Excerpted passage
━━━━━━━━

Mid-20th-century academic texts (1950s–1970s) adopt a structural-functionalist approach: the jhakri is analyzed as serving a social function (community cohesion, illness management) regardless of whether spirits are 'real.' This framing depersonalizes the jhakri — they become a social mechanism rather than a practitioner with individual skill, individual relationships with spirits, and individual risk. The tradition's danger and complexity are flattened into sociology.
Larry Peters' work (1980s–1990s) represents a turning point: a Western-trained psychologist who studied the tradition from the inside, learning drumming and observing trance firsthand over extended fieldwork periods. Peters takes the practitioners seriously as experts in their own experience. His work marks the shift from studying the tradition to learning from it.

━━━━━━━━

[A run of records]
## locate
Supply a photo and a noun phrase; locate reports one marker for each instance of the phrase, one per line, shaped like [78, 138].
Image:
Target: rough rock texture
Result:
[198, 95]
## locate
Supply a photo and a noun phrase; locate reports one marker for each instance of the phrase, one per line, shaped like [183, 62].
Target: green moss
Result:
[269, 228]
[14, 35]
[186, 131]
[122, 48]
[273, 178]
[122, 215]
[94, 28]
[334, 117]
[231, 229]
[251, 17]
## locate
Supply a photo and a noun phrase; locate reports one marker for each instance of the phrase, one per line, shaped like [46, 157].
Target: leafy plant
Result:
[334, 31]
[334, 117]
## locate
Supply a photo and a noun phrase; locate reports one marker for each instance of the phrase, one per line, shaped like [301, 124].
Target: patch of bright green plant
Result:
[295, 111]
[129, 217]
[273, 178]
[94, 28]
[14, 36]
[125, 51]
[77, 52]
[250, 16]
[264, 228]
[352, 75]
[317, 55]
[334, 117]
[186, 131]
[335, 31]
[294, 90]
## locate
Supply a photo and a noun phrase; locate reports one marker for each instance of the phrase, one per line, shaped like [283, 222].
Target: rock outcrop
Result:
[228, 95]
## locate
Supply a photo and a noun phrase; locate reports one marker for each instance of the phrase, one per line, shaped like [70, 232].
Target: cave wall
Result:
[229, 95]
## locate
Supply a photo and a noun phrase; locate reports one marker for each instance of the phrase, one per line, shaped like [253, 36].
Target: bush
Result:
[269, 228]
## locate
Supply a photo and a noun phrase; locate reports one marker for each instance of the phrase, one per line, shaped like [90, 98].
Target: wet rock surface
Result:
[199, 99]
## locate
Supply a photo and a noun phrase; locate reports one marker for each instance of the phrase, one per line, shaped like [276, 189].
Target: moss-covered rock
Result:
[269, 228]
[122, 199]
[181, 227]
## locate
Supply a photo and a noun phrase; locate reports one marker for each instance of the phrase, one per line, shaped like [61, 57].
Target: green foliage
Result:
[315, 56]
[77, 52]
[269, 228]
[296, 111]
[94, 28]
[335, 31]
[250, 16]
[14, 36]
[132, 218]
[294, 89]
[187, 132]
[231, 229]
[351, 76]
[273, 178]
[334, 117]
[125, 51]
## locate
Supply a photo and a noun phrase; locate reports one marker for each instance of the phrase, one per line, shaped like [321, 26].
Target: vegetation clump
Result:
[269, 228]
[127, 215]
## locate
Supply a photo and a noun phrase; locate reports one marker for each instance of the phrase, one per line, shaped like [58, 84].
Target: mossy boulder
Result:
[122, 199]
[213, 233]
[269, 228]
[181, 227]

━━━━━━━━

Request A
In the scholarship passage, which kind of approach do the academic texts from the 1950s to the 1970s adopt?
Request B
Rename "jhakri" as "shaman" in a section of the scholarship passage, starting at the words "Mid-20th-century academic texts" and stopping after "learning from it.".

Task response A
A structural-functionalist approach.

Task response B
Mid-20th-century academic texts (1950s–1970s) adopt a structural-functionalist approach: the shaman is analyzed as serving a social function (community cohesion, illness management) regardless of whether spirits are 'real.' This framing depersonalizes the shaman — they become a social mechanism rather than a practitioner with individual skill, individual relationships with spirits, and individual risk. The tradition's danger and complexity are flattened into sociology.
Larry Peters' work (1980s–1990s) represents a turning point: a Western-trained psychologist who studied the tradition from the inside, learning drumming and observing trance firsthand over extended fieldwork periods. Peters takes the practitioners seriously as experts in their own experience. His work marks the shift from studying the tradition to learning from it.